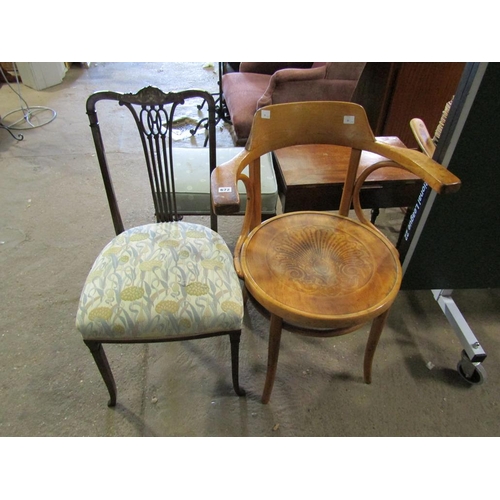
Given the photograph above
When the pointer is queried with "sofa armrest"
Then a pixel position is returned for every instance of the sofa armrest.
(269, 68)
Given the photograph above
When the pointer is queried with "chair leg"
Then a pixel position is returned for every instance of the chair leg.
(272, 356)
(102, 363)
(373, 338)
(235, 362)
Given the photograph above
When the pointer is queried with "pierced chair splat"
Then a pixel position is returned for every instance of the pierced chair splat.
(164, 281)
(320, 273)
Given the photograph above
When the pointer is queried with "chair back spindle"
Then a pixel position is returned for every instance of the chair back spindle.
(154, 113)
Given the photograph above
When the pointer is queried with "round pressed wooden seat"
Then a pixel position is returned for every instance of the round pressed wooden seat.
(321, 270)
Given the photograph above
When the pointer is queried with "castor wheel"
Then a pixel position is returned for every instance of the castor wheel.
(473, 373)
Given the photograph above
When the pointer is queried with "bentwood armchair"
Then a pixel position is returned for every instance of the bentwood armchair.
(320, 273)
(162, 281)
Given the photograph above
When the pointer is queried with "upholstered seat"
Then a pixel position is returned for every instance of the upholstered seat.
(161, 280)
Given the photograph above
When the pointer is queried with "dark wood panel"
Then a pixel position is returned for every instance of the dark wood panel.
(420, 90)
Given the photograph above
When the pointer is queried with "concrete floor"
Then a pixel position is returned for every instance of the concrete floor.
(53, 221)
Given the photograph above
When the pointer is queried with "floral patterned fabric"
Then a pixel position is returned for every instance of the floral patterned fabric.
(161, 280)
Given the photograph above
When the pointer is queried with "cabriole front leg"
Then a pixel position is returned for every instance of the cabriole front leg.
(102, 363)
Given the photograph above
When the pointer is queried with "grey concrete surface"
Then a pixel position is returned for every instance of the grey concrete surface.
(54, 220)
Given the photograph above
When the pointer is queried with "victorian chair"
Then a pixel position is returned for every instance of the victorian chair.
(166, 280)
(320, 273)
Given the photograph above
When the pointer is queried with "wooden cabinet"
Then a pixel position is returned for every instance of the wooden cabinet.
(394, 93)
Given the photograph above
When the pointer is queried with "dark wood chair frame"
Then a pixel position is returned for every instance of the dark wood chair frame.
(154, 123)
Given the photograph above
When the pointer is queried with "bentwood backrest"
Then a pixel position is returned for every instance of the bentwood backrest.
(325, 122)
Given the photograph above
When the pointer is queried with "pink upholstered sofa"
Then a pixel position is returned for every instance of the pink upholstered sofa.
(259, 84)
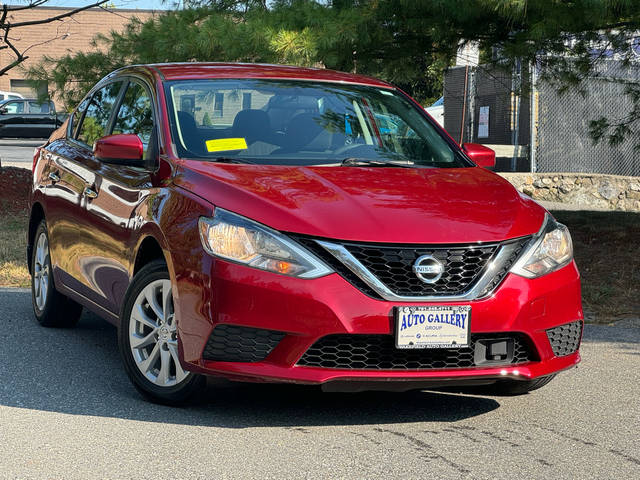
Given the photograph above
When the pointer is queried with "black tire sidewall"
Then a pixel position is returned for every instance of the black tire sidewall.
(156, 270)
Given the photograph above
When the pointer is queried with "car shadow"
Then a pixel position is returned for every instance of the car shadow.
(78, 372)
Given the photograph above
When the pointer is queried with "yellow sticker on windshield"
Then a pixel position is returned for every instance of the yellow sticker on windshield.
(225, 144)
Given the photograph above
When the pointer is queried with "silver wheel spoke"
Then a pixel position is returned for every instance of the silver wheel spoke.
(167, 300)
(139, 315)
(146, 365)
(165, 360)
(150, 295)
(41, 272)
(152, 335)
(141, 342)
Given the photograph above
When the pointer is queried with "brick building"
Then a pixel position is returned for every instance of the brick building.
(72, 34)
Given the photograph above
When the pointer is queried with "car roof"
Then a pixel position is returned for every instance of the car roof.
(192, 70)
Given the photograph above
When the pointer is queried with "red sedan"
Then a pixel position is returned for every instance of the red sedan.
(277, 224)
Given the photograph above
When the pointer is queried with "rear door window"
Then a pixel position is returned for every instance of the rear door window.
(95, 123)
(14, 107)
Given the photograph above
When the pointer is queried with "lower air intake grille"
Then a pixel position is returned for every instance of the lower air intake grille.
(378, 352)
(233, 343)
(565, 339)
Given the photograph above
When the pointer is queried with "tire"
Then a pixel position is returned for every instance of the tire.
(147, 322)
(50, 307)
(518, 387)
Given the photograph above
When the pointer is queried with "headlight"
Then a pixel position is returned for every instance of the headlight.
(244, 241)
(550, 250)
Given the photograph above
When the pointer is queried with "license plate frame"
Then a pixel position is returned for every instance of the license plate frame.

__What you should do__. Write out the material above once more, exactly as it reads, with no pictures.

__Response for this exercise__.
Given the photograph above
When the pointer is queried with "sofa armrest"
Then a pixel position is returned for every instance of the sofa armrest.
(269, 68)
Given the photograph above
When the pointer is queried with "chair leg"
Then a pixel position is returned for every instance of the chair leg.
(272, 356)
(102, 363)
(373, 338)
(235, 362)
Given the photograph above
When the pointer is queried with "pierced chair splat"
Then a pixel position is returned for every instance of the pierced chair splat.
(164, 281)
(320, 273)
Given the photograph above
When the pointer is queried with "chair back spindle"
Then a pixel position is returned for every instance of the chair back spindle.
(154, 113)
Given the photograph above
When the pointer is queried with "round pressed wooden seat"
Then a pixel position is returned for every instance of the round pressed wooden seat.
(321, 270)
Given the photograph above
When the pointer is queried with "castor wheel"
Then a pixel position is returned for every instance of the castor wheel.
(473, 373)
Given the photograph above
When the pointer is queried with "bentwood armchair"
Then a pixel position is returned for every instance of the bentwood armchair.
(320, 273)
(162, 281)
Given the photograph above
When the pointer is queried with "upholstered seat"
Then a pixel position is returned for every instance of the upholstered seat.
(161, 280)
Given the photograph above
When the pointer is queried with "dark wood panel"
Then a pixel position is returned for every instance of the dark wood panel.
(420, 90)
Given the photograph above
When the pointer is queried with "concrete floor"
Then a pixel position is returned for every instance of the concrete floor.
(53, 221)
Given the photograph above
When the pointer is queried with "floral patterned fabric"
Then a pixel position is returned for every instance of the floral patterned fabric.
(161, 280)
Given the photograph above
When the pointer is queried with "cabriole front leg"
Then a pixel position is returned for every instance of the cabriole front leg.
(102, 363)
Given the photograph above
When the pointer is queried with "grey concrete surface"
Then a pixel position is returned for every instance of the grey concrete surface.
(54, 220)
Given the photograph above
When the pointer is queried with "victorian chair"
Then a pixel position is returned for every instance of the victorian chair.
(166, 280)
(320, 273)
Given the photograph above
When the pointer is queried with "wooden cabinet"
Then a pixel position is returned for every instance of the wooden cabinet.
(394, 93)
Given the photograph above
When the pointer is queried with "dark wood chair frame"
Then a pixel position is returned for every instance of the dark wood chair frame.
(154, 123)
Given the photograph above
When the pointer is queried with "bentwood backrest"
Then a pixel position is returned for every instance of the bentwood backrest.
(325, 122)
Given the photograph above
When the pointer is queried with "pink upholstered sofa"
Then a pixel position is returned for every instance of the pink upholstered sofa.
(259, 84)
Given the photograph above
When the pointer is queried with "black tire sidewall"
Then a pixel position is returned for every instance of the black tire sidewall.
(156, 270)
Given the photograph above
When the pointer is queried with "car shadow"
Then a pixel position is returned for every instance of the car shadow.
(78, 372)
Given the photograph above
When the pointer is queried with "yellow sticker on windshield"
Then a pixel position is returned for every instance of the yellow sticker on windshield.
(225, 144)
Given the photograph above
When the pointer is queried with "silver wheel spoke"
Then a pixel position is returned for every instance of the silver wheel spoke.
(167, 300)
(139, 315)
(146, 365)
(165, 360)
(150, 295)
(41, 272)
(152, 335)
(141, 342)
Given the photograph above
When the pointer is queried with "brick building"
Then a pixel position is returned for every instance of the brick building.
(72, 34)
Given the photograph above
When the pointer is queried with "car roof"
Then a pixel position is returned for every instance of the car roof.
(192, 70)
Given the photograph above
When the pointer is queried with "red sedan"
Then a pixel position is returned for every instance of the red sedan.
(277, 224)
Given the photograph above
When the pointer is queried with "rear door window"
Then a pixel position is returned for every instance of the rear door window.
(95, 123)
(14, 107)
Given the photograph above
When the pointer is queried with "lower air intake grille"
Then a pixel position is returned for every instance of the lower air intake grille.
(378, 352)
(233, 343)
(565, 339)
Given the photograph above
When the pointer is queried with "tire"
Then a pixel position is returned for every instance of the tire.
(147, 322)
(50, 307)
(518, 387)
Given the photograph above
When the pointer is queried with "headlight"
Then a pixel position is returned for every instance of the headlight.
(244, 241)
(550, 250)
Given the photograph above
When the pointer is queried with "license plate frame"
Then a pixel position is returned for every instance of the license plate frame.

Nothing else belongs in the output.